** WORKING DATA **

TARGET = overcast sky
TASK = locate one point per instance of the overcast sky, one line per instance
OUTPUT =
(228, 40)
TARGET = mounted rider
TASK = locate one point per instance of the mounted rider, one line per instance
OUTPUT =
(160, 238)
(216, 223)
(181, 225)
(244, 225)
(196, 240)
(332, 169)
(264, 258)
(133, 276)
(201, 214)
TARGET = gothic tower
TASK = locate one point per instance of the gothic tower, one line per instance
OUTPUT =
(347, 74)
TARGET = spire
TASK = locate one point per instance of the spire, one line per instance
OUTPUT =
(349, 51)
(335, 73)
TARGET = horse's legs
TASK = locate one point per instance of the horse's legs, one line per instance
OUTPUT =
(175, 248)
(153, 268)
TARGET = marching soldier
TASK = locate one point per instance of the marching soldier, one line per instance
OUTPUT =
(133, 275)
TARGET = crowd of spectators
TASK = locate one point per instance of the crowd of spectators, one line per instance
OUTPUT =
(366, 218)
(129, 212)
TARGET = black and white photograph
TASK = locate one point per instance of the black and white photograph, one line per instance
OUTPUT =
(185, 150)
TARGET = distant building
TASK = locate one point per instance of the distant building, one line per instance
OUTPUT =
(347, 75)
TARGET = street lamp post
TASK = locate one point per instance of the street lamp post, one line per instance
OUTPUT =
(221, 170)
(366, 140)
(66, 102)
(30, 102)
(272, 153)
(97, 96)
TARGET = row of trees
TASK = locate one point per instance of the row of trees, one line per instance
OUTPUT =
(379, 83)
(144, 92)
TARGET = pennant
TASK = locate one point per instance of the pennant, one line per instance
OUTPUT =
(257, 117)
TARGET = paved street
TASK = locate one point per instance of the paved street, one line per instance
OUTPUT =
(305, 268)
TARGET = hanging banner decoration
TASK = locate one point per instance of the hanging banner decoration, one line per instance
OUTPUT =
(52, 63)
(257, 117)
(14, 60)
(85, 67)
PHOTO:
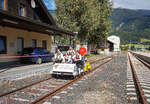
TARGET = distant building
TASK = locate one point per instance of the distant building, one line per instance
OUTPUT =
(113, 43)
(25, 23)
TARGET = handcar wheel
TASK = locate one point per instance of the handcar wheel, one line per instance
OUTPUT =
(39, 60)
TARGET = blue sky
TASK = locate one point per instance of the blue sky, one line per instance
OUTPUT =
(131, 4)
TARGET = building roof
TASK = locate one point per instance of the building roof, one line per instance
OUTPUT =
(47, 27)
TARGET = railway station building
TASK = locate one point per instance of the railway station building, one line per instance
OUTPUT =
(25, 23)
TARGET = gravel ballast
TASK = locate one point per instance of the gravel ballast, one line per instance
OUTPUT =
(107, 85)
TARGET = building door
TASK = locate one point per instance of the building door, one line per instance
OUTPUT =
(34, 43)
(20, 44)
(44, 44)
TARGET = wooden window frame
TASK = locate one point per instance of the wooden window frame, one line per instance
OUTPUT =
(23, 10)
(46, 44)
(22, 44)
(5, 45)
(4, 5)
(35, 42)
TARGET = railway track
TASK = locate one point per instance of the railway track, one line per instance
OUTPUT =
(39, 92)
(138, 82)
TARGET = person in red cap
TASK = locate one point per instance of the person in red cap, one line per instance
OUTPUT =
(82, 50)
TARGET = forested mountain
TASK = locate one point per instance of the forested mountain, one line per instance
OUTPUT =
(131, 25)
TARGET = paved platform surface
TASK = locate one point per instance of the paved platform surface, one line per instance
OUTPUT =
(23, 71)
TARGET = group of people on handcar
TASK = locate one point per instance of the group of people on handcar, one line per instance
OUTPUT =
(71, 56)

** EXERCISE PROMPT **
Print the full listing exactly, dropping the pictures.

** TASK ANSWER **
TARGET = overcast sky
TASK = locate one point per instance of the overcast sky, one line per instance
OUTPUT =
(228, 40)
TARGET = mounted rider
TASK = locate one point per instance of the mounted rider, one line per instance
OUTPUT =
(160, 238)
(216, 223)
(181, 225)
(244, 225)
(196, 240)
(332, 169)
(264, 258)
(133, 276)
(201, 214)
TARGET = gothic tower
TASK = locate one point per instance of the gothic tower, one line per instance
OUTPUT =
(347, 74)
TARGET = spire
TASK = locate one point per instance of the spire, one line per instance
OUTPUT =
(349, 51)
(335, 73)
TARGET = horse's legs
TASK = locate one point per instance of the horse's legs, one line per instance
OUTPUT =
(175, 248)
(153, 268)
TARGET = marching soldier
TASK = locate one point per instance of the marching soldier, one line per instance
OUTPUT =
(133, 275)
TARGET = crowd of spectators
TASK = locate one point per instance of the crowd of spectators, one line per instance
OUTPUT =
(366, 218)
(129, 212)
TARGET = black and white photograph
TASK = locate one point per instance of the black and white photograph, one line per instance
OUTPUT =
(185, 150)
TARGET = distant building
TASK = locate one point per instance of the distant building, one line per instance
OUTPUT =
(347, 75)
TARGET = street lamp post
TASK = locate one point per instance of the street lamp post, one line per instance
OUTPUT =
(221, 170)
(366, 140)
(66, 102)
(30, 102)
(272, 153)
(97, 96)
TARGET = row of trees
TASK = locate one point per instance of the row of trees, one line per instance
OUTPUT =
(379, 83)
(144, 92)
TARGET = pennant
TASK = locate one point per instance of the pennant, one line per instance
OUTPUT =
(257, 117)
TARGET = paved street
TASK = locate one point per instance of the paved street, one line per instance
OUTPUT =
(305, 268)
TARGET = hanging banner decoration
TASK = locate one point per instance of the hanging banner decoration, one line per instance
OUTPUT =
(52, 63)
(257, 117)
(14, 60)
(85, 67)
PHOTO:
TARGET = distant building
TASK = locate one point per instance of the distant building, one line per instance
OUTPUT =
(113, 43)
(25, 23)
TARGET = handcar wheel
TASK = locate one point per instance of the handcar wheel, one line per instance
OUTPUT =
(39, 60)
TARGET = blue sky
TASK = locate one point per instance of the blue sky, one line per instance
OUTPUT =
(131, 4)
TARGET = building roof
TASK = locate one point per instance of the building roof, one line per instance
OUTPUT =
(47, 27)
TARGET = railway station building
TASK = locate one point per instance of the railway station building, one line per instance
OUTPUT =
(25, 23)
TARGET = gravel ballast
TASK = locate one point per instance of the gravel ballast, one line per instance
OUTPUT =
(107, 85)
TARGET = building door
TASK = locate one point per instance of the building door, one line per instance
OUTPUT =
(34, 43)
(20, 44)
(44, 44)
TARGET = wooden window frame
TASK = locate one point per instance of the wooden window frame, one line per instance
OUTPUT =
(23, 10)
(46, 44)
(22, 44)
(5, 45)
(4, 5)
(35, 42)
TARGET = railway track
TASK = locate one point per instance of the railway track, one line per instance
OUTPUT =
(39, 92)
(138, 82)
TARGET = person in red cap
TASK = locate one point per instance of the person in red cap, one line per instance
OUTPUT =
(82, 50)
TARGET = forested mountain
TASK = locate one point per instance of the forested mountain, one line per instance
OUTPUT =
(131, 25)
TARGET = paved platform surface
TASK = locate one point per instance of the paved platform surface, one line per instance
OUTPUT =
(23, 71)
TARGET = group of people on handcar
TASK = locate one point per instance of the group of people on handcar, one line per instance
OUTPUT =
(71, 56)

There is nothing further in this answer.